» **WRITTEN REQUEST**: Extract every line of the listing below that contains the string "instance", matching case exactly.

» **RECORD EXTRACTS**:
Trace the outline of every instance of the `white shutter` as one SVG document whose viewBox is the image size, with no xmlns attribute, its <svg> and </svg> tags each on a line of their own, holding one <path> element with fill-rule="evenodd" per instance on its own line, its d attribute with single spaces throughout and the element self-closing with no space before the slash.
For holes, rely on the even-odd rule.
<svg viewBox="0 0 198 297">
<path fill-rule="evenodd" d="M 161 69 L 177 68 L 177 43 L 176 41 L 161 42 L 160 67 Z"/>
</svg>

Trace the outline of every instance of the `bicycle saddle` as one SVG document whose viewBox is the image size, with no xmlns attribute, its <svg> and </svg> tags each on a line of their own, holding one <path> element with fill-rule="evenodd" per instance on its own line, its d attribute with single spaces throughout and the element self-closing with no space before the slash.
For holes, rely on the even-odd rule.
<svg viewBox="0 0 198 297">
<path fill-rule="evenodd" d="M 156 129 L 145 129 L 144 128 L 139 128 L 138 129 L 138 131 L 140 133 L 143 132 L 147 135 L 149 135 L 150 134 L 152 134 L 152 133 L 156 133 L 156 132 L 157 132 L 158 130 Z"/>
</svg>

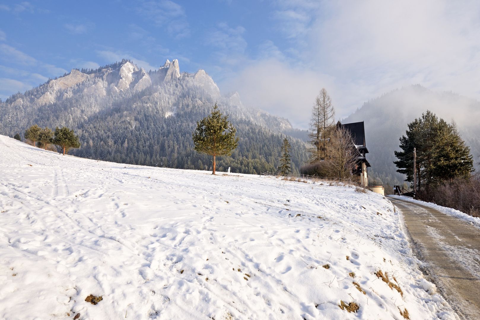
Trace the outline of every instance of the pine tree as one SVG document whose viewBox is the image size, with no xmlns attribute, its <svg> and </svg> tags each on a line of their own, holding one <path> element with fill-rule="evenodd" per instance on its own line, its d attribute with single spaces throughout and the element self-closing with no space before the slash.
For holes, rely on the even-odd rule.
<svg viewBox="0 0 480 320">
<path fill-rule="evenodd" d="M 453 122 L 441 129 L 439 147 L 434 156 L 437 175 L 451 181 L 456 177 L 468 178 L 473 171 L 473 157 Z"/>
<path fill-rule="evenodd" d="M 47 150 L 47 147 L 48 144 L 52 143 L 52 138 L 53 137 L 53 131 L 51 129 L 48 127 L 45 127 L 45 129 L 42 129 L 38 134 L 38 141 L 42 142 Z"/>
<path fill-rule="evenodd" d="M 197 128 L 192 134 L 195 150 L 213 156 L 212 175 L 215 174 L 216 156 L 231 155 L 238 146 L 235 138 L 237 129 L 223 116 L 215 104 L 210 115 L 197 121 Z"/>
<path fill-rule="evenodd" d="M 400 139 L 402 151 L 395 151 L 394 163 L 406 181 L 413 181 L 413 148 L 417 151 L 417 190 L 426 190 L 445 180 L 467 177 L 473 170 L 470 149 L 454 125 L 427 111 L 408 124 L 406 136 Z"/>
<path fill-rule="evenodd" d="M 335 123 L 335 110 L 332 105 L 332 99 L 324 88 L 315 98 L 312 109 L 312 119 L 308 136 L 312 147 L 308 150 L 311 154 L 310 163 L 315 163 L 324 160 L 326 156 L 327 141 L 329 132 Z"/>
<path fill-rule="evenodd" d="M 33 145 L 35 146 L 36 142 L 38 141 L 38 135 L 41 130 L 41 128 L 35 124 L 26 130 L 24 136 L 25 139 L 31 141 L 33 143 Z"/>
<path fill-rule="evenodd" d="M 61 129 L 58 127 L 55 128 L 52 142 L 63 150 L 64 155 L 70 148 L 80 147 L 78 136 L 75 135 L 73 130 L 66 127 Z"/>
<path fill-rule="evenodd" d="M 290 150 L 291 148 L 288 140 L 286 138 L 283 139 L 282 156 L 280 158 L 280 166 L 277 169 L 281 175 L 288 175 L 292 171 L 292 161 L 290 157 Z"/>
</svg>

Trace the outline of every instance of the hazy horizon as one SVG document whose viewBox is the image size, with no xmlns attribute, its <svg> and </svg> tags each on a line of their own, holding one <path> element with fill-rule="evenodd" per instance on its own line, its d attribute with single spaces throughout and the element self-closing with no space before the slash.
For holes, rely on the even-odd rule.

* * *

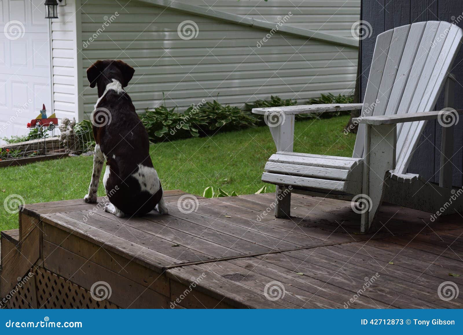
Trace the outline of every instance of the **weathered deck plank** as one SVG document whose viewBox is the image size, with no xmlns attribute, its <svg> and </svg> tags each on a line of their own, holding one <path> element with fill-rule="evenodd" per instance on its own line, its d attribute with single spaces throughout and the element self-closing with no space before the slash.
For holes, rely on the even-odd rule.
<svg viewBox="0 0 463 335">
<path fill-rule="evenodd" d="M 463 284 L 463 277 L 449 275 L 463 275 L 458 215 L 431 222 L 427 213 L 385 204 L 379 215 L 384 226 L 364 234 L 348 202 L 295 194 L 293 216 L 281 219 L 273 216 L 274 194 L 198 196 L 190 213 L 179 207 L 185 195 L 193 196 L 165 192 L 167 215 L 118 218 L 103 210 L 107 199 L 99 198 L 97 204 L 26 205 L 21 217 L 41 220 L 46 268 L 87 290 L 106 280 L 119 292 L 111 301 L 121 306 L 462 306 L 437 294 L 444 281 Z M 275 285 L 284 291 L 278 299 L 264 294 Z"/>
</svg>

---

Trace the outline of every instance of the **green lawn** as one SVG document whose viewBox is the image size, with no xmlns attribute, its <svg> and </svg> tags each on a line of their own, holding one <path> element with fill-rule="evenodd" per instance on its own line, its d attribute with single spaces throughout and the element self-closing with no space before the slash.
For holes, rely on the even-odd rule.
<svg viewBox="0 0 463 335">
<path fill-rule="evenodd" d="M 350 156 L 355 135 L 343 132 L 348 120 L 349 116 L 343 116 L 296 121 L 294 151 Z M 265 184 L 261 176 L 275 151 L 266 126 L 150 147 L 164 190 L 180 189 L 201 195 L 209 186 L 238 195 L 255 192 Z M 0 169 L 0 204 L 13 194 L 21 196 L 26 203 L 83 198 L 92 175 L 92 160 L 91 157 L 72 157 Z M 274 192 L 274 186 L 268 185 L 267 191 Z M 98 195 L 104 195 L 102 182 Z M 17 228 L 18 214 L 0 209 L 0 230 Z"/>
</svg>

» **SOLUTION FOR THIS PROBLEM**:
Trace the outline of every instance of the `white shutter` as one SVG document whose viewBox is the image size, with no xmlns attribute, its <svg> and </svg> tags each on a line of their own, holding one <path> element with fill-rule="evenodd" per instance on its own line, its d attribute with single spaces throughout and the element self-closing with no space before the slash.
Trace the outline of every instance of the `bicycle saddle` as one SVG document whose viewBox is the image size, with no xmlns attribute, its <svg> and </svg> tags each on a line of their own, holding one <path> element with fill-rule="evenodd" per instance on its own line, its d attribute with single spaces throughout and the element self-closing with no space before the slash.
Trace the outline of every instance of the pine tree as one SVG document whose viewBox is the image size, with no xmlns attribute, its <svg> and </svg> tags each on a line of their own, holding one <path> element with fill-rule="evenodd" per instance on its own line, its d attribute with single spaces throughout and the element self-closing with no space before the slash.
Trace the outline of every instance of the hazy horizon as one SVG document whose viewBox is the image size, with no xmlns attribute, its <svg> and </svg> tags each on a line of their own, holding one <path> element with fill-rule="evenodd" per instance on its own line, its d attribute with single spaces throughout and the element self-closing with no space before the slash.
Trace the outline of every instance of the **weathered deck plank** as one SVG document whose viewBox is the image size, with no xmlns attribute, its <svg> and </svg> tags each on a line of their own, holding one <path> element with fill-rule="evenodd" per instance on its own line, its d attribute with single spaces throughout and the element self-closing with no space before the slash.
Trace the outline of every instance of the **green lawn** as one SVG document whose viewBox is the image size, with no xmlns attribute, its <svg> and </svg> tags each on a line of their own, holding one <path> element with fill-rule="evenodd" per instance on its own line, its d attribute with single spaces throughout and the element self-closing with no space before the slash.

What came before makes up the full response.